[PROBLEM TO WORK ON]:
Which lines mention "black"? Show each one from the listing.

[DATA RECORDS]:
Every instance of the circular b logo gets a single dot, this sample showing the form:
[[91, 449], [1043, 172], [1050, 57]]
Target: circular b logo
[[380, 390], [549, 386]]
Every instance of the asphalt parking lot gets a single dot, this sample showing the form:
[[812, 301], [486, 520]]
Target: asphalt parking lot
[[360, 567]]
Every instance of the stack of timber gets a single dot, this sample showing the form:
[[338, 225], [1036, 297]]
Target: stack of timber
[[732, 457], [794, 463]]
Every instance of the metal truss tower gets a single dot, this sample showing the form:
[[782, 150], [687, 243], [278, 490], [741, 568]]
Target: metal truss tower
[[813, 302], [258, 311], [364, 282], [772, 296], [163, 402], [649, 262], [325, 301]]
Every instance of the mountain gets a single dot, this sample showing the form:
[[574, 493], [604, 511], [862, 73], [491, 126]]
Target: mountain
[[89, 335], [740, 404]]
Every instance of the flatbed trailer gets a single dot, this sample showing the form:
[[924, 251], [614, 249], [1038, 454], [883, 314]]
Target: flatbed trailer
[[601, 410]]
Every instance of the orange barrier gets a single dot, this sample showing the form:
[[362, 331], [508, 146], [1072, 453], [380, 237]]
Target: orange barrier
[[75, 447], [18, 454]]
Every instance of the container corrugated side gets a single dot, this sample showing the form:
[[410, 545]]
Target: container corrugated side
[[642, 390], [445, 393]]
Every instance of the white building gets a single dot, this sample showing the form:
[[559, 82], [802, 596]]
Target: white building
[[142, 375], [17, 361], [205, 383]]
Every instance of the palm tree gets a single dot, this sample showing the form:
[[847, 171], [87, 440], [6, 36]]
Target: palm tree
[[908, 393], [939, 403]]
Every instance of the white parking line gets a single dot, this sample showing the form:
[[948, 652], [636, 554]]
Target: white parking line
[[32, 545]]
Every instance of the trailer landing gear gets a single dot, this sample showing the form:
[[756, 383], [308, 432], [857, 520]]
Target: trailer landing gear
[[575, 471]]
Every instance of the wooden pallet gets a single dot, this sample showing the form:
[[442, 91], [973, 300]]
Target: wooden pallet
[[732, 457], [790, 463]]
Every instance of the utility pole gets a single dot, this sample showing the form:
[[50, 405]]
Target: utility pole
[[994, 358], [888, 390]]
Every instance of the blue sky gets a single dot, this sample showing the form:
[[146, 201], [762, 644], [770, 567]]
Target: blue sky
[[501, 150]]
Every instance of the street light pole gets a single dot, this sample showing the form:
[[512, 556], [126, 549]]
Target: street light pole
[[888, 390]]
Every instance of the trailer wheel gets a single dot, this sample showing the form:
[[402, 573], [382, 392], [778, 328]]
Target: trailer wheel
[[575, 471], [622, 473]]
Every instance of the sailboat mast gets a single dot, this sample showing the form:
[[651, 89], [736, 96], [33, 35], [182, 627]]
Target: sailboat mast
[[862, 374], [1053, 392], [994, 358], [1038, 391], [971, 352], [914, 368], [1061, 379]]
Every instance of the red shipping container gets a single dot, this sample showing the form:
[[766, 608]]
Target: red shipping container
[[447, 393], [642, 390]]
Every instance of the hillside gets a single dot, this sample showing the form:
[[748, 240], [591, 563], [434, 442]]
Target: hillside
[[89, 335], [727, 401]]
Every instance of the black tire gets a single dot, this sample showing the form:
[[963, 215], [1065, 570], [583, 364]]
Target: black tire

[PROBLEM SOLUTION]:
Every instance of the black tire gets a single dot, this sample showing the form:
Target: black tire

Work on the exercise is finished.